週刊朝日に載っていた、林真理子さんと松任谷由実さんの対談がすごく心に残りました。
林 :いまに「ユーミン博物館」ができたときに、ユーミンのお洋服がダーッと並んで……。
松任谷:博物館はつくらない。
そういう3次元的なものは意味がない。
絶対なくなる。
石原裕次郎記念館もなくなったし。
ハコモノはダメ。
だから歌をやっててよかったの。
人の心に入り込めば、死ぬまで持っていけるんだもん。
どこにでも運べるし、風のように街を漂ってるし。
林 :「私が死んでも私の歌は残ってほしい。その願いがかなえられつつある」ってこのあいだテレビで言ってましたよね。
松任谷:そうね。まあ、一里塚ぐらいかな(笑)。
週刊朝日 2023年1月27日号より
憧れます・・・・・。
音楽や文学は強いな、と思います。
小野小町の哀しみを21世紀の今でも共有できるんですから、途方もない力ですよね。
建築は、そういう意味では弱いのかもしれません。
それこそ、3次元のハコモノそのものですから・・・。
ただ、家や建築も、記憶の中で生き続けることはできると、少なくとも私はそう信じています。

要件 1:
本文の対談で松任谷さんが「歌をやっててよかった」と述べている理由を、本文に基づいて1～3文で説明してください。
要件 2:
ユーミンの対談を紹介した本文を引き継ぎ、最後の文の後から書き進めてください。
ここから先のレコードは、本文とは別の出典から取られたものです。

データ一覧:
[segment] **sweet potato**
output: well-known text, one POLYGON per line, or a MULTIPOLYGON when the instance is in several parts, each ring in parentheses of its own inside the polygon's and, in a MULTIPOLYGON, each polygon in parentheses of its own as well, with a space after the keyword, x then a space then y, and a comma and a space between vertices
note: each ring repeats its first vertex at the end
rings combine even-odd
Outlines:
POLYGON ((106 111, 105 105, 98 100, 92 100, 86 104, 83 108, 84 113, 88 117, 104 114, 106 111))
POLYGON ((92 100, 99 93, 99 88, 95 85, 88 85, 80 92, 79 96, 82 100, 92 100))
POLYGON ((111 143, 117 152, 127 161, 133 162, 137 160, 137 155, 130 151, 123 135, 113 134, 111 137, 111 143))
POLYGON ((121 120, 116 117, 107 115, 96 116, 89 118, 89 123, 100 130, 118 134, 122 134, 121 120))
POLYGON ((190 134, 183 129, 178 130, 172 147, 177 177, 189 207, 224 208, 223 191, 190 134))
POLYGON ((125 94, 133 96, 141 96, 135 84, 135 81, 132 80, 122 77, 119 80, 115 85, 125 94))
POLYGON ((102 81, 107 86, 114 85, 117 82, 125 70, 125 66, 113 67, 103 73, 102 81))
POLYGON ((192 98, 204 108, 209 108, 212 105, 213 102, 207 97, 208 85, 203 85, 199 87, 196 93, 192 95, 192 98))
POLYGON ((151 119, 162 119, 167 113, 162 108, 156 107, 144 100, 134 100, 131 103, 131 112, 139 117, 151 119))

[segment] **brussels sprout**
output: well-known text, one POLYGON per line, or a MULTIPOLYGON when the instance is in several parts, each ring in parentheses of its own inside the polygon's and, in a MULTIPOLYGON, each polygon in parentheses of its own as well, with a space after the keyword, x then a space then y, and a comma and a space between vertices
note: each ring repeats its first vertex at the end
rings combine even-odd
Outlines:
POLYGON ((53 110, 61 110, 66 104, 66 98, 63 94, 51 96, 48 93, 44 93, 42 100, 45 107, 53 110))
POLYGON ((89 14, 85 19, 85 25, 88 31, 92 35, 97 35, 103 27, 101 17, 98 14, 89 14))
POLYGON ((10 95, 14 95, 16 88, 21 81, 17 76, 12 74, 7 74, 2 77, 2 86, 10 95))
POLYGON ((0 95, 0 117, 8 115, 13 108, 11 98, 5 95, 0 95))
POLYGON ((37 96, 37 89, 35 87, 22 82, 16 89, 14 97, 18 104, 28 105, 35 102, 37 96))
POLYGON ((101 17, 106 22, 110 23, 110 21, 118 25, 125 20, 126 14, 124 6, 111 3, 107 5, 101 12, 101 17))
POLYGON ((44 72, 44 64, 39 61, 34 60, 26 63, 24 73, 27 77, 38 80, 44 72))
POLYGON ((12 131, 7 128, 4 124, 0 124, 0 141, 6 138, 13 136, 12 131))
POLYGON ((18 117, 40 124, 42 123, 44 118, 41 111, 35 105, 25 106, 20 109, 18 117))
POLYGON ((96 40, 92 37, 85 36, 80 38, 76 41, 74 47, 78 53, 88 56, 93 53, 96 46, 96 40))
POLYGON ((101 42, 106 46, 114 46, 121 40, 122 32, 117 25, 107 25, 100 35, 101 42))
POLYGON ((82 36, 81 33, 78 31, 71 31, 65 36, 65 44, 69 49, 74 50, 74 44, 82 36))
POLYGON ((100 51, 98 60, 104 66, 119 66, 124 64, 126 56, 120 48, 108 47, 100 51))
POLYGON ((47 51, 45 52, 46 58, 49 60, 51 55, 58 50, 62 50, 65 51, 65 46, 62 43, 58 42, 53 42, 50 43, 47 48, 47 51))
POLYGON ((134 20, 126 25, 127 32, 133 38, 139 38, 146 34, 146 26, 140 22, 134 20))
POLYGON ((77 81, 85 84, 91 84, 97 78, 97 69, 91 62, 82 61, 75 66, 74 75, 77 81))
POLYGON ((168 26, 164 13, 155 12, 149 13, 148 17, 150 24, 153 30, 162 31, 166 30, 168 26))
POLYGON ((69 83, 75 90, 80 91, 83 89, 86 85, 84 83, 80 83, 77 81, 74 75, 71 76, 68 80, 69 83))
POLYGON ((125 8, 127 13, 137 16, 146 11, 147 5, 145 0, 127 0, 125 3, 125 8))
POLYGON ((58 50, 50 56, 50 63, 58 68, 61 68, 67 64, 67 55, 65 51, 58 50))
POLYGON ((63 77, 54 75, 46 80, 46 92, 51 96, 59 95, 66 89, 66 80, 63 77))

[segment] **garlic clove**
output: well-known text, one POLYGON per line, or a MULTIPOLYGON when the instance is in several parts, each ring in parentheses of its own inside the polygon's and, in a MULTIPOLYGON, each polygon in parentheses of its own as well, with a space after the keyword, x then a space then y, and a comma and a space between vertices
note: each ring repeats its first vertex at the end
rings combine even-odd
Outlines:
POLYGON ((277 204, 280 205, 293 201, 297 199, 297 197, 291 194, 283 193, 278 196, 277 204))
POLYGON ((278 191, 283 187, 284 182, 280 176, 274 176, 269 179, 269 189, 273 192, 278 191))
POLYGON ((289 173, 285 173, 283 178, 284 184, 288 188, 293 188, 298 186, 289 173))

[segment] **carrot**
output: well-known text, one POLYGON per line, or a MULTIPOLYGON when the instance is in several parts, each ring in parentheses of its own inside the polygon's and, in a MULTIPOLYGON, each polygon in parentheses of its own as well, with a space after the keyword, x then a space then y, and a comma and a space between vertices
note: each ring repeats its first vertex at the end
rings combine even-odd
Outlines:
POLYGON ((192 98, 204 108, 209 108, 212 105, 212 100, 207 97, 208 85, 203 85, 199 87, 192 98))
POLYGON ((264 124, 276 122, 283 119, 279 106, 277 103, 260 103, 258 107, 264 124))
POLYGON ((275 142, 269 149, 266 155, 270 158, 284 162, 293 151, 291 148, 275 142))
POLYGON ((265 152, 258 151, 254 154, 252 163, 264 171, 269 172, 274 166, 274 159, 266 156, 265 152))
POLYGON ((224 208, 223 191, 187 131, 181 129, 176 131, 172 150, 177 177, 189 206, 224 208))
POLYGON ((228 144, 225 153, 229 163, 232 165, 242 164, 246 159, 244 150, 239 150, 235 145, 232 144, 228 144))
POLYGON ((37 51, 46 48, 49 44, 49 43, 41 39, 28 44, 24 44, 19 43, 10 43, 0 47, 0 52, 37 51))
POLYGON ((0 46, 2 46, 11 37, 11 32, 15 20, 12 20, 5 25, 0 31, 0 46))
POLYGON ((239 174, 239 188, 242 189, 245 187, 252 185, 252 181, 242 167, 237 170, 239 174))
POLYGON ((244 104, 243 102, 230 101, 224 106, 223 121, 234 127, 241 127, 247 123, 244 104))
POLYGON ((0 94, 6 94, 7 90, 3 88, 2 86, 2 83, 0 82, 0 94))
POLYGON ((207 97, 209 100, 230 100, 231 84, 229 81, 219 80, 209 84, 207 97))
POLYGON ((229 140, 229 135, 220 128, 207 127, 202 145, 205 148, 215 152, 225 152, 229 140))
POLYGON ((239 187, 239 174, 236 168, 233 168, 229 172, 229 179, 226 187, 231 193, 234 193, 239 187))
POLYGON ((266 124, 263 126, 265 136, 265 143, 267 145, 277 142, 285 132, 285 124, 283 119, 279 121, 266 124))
---
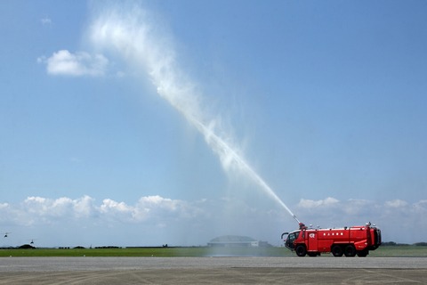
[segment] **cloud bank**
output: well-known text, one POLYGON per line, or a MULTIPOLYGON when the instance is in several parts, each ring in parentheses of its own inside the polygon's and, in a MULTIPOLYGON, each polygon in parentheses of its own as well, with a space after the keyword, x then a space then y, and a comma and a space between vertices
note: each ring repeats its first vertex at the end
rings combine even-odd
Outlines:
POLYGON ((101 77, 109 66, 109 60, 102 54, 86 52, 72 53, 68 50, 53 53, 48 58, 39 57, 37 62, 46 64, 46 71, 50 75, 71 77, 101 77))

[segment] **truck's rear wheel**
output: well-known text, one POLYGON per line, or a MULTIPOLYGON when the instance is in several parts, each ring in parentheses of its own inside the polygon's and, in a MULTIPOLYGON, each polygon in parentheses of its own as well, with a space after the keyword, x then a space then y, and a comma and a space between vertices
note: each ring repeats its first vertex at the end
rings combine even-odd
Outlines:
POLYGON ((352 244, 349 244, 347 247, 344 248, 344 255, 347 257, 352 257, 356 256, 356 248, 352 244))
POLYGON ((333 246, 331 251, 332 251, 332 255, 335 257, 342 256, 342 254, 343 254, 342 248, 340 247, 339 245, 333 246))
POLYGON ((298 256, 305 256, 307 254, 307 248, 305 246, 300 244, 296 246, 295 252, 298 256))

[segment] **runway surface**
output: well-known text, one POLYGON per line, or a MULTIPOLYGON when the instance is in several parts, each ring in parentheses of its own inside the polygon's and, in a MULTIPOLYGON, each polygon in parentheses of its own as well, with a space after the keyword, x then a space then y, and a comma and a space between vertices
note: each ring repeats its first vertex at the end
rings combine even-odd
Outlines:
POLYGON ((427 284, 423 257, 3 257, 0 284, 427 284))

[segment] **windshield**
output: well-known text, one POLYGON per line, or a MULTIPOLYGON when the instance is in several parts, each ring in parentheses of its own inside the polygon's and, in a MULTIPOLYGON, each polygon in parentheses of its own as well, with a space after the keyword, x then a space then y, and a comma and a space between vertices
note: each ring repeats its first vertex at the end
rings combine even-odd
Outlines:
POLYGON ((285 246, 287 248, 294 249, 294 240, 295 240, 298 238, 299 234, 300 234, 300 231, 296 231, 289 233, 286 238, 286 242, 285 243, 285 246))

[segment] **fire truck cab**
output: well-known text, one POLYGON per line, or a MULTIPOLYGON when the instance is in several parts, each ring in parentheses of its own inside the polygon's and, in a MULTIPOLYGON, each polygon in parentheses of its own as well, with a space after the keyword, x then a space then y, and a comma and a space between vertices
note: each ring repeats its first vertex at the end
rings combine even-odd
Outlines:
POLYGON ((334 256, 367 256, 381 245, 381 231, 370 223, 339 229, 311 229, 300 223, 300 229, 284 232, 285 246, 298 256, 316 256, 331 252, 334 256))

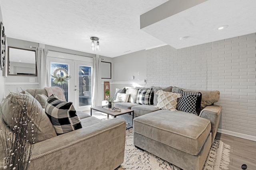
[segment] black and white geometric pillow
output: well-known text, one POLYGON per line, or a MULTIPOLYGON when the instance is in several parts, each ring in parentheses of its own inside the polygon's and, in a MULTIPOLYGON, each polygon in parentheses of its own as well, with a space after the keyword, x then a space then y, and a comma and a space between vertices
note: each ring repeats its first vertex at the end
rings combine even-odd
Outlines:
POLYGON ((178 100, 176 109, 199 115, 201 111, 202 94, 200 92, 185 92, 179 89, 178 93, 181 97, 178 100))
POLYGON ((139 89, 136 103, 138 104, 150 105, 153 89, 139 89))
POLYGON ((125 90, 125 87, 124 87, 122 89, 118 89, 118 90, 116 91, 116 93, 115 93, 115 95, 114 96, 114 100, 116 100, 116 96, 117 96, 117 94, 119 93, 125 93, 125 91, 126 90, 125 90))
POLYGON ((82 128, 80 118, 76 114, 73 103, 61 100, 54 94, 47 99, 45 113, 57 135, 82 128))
---
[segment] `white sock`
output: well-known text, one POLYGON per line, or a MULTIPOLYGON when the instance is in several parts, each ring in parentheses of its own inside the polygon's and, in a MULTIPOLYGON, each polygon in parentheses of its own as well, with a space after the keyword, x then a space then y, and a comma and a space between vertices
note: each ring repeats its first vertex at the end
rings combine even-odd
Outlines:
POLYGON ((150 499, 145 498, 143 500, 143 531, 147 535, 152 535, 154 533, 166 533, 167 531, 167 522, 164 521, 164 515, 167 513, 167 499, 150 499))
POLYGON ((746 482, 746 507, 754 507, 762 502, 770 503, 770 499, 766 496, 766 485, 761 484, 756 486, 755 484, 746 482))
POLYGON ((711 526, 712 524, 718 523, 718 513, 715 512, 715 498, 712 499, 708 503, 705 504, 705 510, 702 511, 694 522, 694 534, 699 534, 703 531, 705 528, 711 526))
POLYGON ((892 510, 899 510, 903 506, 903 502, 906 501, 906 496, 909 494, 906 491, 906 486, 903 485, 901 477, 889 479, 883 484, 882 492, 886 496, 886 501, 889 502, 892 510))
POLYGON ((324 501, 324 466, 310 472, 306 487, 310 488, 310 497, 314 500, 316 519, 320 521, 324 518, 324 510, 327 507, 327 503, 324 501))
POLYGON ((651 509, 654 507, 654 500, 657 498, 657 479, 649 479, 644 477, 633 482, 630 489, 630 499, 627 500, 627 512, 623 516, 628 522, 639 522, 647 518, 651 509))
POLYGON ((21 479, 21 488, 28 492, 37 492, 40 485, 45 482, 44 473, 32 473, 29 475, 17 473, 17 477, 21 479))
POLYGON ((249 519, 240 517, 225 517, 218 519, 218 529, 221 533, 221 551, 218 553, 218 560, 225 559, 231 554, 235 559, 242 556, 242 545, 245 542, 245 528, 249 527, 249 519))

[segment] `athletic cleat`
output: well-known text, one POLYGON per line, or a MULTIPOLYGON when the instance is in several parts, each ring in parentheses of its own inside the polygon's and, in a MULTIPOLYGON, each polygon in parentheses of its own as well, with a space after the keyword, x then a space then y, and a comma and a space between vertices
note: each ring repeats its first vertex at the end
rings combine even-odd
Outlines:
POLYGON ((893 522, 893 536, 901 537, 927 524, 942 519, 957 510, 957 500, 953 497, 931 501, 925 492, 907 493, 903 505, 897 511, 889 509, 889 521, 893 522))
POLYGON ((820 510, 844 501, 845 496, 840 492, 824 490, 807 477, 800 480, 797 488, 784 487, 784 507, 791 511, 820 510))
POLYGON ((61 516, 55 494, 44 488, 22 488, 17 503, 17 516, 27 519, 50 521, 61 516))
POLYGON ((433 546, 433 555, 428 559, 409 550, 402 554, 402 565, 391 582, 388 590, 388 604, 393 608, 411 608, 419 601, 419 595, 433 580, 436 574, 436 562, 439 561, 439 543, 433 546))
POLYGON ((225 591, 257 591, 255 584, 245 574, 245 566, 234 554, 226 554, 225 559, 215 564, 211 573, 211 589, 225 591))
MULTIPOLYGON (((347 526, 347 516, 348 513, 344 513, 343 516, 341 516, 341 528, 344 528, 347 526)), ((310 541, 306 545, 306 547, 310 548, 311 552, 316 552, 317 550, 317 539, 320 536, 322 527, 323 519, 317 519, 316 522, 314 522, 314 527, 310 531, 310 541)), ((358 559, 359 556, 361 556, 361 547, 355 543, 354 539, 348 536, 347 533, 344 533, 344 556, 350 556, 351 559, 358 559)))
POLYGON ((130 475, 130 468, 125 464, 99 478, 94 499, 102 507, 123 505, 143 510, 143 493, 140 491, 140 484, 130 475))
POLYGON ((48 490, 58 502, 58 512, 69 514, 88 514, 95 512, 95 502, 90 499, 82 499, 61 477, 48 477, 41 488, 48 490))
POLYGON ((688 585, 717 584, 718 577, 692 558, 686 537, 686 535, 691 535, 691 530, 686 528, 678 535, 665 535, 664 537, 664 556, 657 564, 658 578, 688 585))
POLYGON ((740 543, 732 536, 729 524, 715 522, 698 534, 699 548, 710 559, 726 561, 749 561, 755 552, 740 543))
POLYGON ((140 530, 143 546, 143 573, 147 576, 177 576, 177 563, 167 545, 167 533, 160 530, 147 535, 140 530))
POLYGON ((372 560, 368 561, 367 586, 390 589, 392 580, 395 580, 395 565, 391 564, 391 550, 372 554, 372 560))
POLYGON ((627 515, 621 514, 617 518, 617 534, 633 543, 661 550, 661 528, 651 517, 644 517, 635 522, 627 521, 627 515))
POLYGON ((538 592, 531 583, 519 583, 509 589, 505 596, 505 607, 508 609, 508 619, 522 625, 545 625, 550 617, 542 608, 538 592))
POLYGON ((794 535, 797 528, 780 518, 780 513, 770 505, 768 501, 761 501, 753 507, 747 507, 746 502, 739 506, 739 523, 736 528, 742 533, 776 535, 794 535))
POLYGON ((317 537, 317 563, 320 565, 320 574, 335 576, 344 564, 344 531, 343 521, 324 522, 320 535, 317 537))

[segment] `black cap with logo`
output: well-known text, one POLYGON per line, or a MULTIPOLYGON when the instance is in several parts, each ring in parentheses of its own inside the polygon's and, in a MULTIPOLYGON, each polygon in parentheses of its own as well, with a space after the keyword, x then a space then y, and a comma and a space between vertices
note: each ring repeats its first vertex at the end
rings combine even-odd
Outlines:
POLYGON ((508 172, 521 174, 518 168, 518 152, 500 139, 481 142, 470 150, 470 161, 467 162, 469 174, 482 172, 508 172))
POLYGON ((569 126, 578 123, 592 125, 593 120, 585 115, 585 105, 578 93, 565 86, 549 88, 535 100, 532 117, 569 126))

回答 1:
博物館のような3次元的なハコモノは、絶対になくなってしまうからです。それに対して歌は、人の心に入り込めば死ぬまで持っていけます。さらに、どこにでも運べ、風のように街を漂っているからです。

回答 2:
長田弘さんの「あるアメリカの建築家の肖像」という、心の支えになっている大好きな詩があります。
家は、永遠ではない。
火のなかに、失われる家がある。
雨に朽ちて、壊れて、いつか
時のなかに、失われてゆく家がある。
けれども、人びとの心の目には
家の記憶は、鮮明に、はっきりとのこる。
「あるアメリカの建築家の肖像」より抜粋
自分のデザインしたものは、誰かの記憶に残ってくれるでしょうか。
毎朝我が家の前に集合するこどもたちの、思い出のすみっこに存在してくれるでしょうか。
「へんてこな家があったな」とか(笑)。
そうであってくれればいいな、と思います。
役目を終えて、この家が取り壊されるとき、全然知らない誰かが、こっそり悲しんでくれたらいいな。
それが、ささやかな願いです。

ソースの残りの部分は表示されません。